Silivri de 2024 de yapılan yerel seçimler sonrasında Başkan Balcıoğlu’nun ilk yüz günü değerlendirirken STK seçimlerinde ki diğer dönemle arasındaki farkı ortaya koymuştum .
Başkan yardımcısı ve belediyenin iki kurumuna yapılan atamalarla ilgili görüşlerimi belirttim .
Şimdi de yüz gün içinde Başkan Balcıoğlu’na kamuoyunda yöneltilen eleştirilere değinmek istiyorum .
HALK İÇ İÇE OLMAYA DEVAM
Başkan Balcıoğlu’nun en çok eleştirildiği konuların başında halkla iç içe olması, el öpmesi, çocuklarla fotoğraf çektirmesinin geldiğini gördük. Geçmiş dönem bu tür görüntülere rastlamak mümkün değildi . Çünkü Sayın Yılmaz Silivri ‘de yaşamıyordu , bu yüzden halkın içinde hiç olamadı . Zaman zaman yaşadığı Bahçeşehir den hafta sonları ailesi ile birlikte gelip fotoğraf verip , yine Bahçeşehir e geri dönüyordu . Oysa Başkan Balcıoğlu’nun 24 saati Silivri de geçtiği için yolda, çarşıda , cenazede , düğünde , maçta seçmenleriyle karşılaşıp fotoğraf veriyor . Yapı gereği de sıcak kanlı olduğu için kucaklaşma , el öpme görüntüleri de ön plana çıkıyor . Bence bu konuda Sayın Balcıoğlu yine doğruyu yapıyor . Siyasetin sermayesinin insan olduğunu unutmadan seçim öncesinde olduğu gibi bu görüntüleri başkan olduktan sonra da samimiyetle vermesi kendisine artı yazıyor.

*Görev a*: Sayfaya göre Sayın Yılmaz hangi yerde yaşıyordu?

*Görev malzemesi*:
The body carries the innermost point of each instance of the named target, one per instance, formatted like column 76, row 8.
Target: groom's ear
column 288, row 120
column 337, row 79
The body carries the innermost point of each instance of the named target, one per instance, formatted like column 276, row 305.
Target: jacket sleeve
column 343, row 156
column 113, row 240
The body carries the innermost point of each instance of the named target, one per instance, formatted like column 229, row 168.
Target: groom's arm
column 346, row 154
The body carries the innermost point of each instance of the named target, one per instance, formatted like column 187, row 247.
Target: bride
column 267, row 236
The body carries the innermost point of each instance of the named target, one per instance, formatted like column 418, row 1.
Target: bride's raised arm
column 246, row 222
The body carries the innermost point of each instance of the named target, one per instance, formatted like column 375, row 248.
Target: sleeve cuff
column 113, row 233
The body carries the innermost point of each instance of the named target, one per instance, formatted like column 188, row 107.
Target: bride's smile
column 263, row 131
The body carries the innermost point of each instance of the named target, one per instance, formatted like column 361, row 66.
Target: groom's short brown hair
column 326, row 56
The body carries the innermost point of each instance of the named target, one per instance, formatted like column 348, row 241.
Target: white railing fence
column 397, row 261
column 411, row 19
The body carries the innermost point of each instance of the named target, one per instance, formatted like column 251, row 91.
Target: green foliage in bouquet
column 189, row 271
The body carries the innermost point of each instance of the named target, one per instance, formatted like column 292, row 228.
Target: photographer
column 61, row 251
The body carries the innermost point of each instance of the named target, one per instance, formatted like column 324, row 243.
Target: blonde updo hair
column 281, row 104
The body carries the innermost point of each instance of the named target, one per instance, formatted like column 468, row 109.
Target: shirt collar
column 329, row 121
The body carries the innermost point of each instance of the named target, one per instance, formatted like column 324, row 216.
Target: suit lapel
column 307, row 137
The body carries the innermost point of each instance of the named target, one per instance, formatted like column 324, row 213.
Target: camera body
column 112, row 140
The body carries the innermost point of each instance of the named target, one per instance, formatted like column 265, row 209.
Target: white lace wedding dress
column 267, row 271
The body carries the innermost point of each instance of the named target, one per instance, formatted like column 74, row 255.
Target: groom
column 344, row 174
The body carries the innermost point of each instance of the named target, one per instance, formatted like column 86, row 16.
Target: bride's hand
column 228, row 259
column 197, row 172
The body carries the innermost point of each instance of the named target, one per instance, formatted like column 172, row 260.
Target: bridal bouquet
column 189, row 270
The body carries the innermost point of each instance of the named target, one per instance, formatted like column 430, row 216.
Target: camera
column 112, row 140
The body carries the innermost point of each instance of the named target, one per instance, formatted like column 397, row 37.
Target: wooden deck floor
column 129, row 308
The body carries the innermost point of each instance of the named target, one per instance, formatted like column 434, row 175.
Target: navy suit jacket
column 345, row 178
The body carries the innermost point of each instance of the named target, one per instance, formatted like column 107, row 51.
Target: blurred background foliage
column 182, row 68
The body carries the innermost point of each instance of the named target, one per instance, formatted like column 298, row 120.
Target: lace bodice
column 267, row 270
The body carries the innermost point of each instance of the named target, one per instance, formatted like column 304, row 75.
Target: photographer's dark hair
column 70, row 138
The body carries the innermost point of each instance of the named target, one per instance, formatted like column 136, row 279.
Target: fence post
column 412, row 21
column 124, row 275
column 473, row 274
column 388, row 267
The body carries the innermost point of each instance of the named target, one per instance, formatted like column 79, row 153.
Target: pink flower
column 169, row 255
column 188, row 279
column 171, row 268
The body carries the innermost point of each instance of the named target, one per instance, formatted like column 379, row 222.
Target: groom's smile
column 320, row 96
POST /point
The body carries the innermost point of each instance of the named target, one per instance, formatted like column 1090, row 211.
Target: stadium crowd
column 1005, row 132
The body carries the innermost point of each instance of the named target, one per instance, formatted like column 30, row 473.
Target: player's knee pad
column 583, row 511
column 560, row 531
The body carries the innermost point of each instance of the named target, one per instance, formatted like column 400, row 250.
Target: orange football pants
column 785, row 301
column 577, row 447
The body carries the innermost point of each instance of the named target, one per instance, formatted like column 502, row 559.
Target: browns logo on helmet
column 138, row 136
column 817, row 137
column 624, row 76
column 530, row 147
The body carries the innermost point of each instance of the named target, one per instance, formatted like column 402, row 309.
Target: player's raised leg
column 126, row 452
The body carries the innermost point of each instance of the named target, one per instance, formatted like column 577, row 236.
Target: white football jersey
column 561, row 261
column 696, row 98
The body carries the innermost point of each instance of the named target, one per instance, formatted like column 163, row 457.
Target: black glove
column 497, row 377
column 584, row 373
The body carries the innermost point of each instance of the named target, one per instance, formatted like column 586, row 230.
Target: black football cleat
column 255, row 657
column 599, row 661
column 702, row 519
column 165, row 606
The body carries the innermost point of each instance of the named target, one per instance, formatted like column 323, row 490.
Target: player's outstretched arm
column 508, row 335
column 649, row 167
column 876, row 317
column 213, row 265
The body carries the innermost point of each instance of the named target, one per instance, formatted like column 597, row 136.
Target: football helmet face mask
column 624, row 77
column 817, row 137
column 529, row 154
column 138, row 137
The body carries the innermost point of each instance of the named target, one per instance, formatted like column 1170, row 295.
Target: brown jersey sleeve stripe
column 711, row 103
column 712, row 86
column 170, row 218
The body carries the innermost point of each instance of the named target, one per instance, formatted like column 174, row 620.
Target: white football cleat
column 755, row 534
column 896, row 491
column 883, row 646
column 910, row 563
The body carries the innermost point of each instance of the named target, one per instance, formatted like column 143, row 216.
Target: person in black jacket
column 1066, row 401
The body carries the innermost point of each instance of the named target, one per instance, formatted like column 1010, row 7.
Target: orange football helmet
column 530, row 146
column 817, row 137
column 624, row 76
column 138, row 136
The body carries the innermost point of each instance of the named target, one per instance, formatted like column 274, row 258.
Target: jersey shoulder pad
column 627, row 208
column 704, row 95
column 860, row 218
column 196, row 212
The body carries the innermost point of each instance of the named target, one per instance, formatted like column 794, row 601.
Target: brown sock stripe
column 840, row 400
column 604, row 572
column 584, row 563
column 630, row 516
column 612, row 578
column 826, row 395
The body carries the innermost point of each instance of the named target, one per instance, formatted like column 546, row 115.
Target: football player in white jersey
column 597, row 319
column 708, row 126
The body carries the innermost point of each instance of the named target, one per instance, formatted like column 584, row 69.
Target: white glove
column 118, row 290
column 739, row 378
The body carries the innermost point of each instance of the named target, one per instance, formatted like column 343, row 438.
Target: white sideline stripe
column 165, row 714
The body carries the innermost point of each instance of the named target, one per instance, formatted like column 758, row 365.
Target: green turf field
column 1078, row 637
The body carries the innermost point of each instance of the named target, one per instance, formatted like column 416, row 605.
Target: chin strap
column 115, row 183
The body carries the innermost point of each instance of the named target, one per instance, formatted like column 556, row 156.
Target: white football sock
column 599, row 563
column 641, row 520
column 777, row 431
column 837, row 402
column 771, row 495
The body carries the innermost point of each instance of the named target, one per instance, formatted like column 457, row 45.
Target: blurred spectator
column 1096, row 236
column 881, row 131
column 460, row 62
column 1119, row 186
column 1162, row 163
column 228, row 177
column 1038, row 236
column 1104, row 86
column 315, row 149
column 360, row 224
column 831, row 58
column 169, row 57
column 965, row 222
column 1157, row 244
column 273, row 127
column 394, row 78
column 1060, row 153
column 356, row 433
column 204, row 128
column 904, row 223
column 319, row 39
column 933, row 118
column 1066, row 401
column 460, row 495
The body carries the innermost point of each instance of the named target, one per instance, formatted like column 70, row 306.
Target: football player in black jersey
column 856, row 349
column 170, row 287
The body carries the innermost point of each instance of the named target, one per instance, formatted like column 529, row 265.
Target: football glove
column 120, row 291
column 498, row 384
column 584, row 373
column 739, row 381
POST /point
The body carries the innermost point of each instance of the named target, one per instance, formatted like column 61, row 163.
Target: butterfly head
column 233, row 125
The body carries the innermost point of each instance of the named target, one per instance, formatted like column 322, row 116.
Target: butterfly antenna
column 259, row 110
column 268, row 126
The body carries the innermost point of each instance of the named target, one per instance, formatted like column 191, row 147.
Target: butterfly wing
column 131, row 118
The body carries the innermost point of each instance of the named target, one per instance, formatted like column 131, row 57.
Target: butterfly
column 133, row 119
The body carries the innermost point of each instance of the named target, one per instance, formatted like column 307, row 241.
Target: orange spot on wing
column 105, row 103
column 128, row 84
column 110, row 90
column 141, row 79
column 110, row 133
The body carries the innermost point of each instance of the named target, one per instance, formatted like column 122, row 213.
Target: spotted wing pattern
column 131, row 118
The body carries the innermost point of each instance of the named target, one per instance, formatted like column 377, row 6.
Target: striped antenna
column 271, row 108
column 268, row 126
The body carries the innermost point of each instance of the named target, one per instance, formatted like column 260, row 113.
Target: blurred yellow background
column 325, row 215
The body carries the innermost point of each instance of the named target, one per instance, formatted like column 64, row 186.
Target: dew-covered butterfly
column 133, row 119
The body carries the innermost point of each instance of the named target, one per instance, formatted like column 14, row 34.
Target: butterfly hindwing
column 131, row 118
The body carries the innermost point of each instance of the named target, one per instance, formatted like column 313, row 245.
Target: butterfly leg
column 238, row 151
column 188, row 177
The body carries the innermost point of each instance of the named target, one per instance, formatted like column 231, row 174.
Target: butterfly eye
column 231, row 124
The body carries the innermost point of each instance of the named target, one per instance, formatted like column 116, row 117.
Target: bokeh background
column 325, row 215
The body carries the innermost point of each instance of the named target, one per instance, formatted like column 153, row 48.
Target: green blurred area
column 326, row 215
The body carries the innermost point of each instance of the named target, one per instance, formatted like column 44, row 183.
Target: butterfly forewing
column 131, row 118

*Görev b*: Kayıtlarda "229, row 168." ifadesinin geçtiği satırdan başlayın ve "column 113, row 233" ifadesinin geçtiği satırdan sonra durun. Bu iki satır dahil aradaki tüm satırları hiç değiştirmeden yazın.

*Çözüm a*: Bahçeşehir'de yaşıyordu.

*Çözüm b*:
The body carries the innermost point of each instance of the named target, one per instance, formatted like column 229, row 168.
Target: groom's arm
column 346, row 154
The body carries the innermost point of each instance of the named target, one per instance, formatted like column 187, row 247.
Target: bride
column 267, row 236
The body carries the innermost point of each instance of the named target, one per instance, formatted like column 418, row 1.
Target: bride's raised arm
column 246, row 222
The body carries the innermost point of each instance of the named target, one per instance, formatted like column 375, row 248.
Target: sleeve cuff
column 113, row 233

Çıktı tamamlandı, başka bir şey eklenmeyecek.